Work instructions:
Write out the data below as a numbered list, one line per item, and skip any blank lines.

Input data:
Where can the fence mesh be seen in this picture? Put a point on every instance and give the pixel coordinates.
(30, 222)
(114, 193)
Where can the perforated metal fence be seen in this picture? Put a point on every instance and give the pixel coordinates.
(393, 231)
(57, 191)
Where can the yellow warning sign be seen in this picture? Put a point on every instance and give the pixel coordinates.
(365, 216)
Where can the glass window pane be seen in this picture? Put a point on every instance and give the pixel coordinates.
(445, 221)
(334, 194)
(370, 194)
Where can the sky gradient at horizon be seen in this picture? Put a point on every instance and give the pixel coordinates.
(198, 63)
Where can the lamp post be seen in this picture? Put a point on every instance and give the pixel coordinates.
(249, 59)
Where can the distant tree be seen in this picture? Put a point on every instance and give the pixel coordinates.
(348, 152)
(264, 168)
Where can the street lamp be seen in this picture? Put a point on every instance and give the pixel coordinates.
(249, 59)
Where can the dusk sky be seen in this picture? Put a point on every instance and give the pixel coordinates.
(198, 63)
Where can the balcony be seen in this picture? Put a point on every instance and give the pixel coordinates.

Completed task:
1. Where can the fence mesh be seen in this picture? Put a point on every instance and give the pixel coordinates.
2. (30, 222)
3. (114, 193)
4. Where can the perforated metal fence be seen in this picture? Put a point on every instance and give the pixel coordinates.
5. (393, 231)
6. (57, 191)
7. Where can the yellow warning sign be seen in this picture? Put a point on every instance and give the pixel coordinates.
8. (365, 216)
9. Where can the glass window pane be seen in this picture? Put a point on every instance and give the pixel coordinates.
10. (445, 221)
11. (334, 194)
12. (370, 194)
13. Where can the sky gradient at horizon be seen in this picture? Put a point on every instance and give the pixel coordinates.
14. (198, 63)
15. Where can the lamp post be seen in this picture? Put a point on every instance and give the pixel coordinates.
16. (249, 59)
17. Where can the distant tree be seen in this picture? Put a point on every instance and give the pixel coordinates.
18. (348, 152)
19. (264, 168)
20. Where can the street lamp be seen in this picture? Put a point on every instance and give the pixel coordinates.
21. (249, 59)
22. Where can the dusk sky be seen in this picture? Put a point on every instance and give the pixel coordinates.
23. (198, 63)
24. Where can the balcony be seen in this picture? Put a point on every instance and give the pixel coordinates.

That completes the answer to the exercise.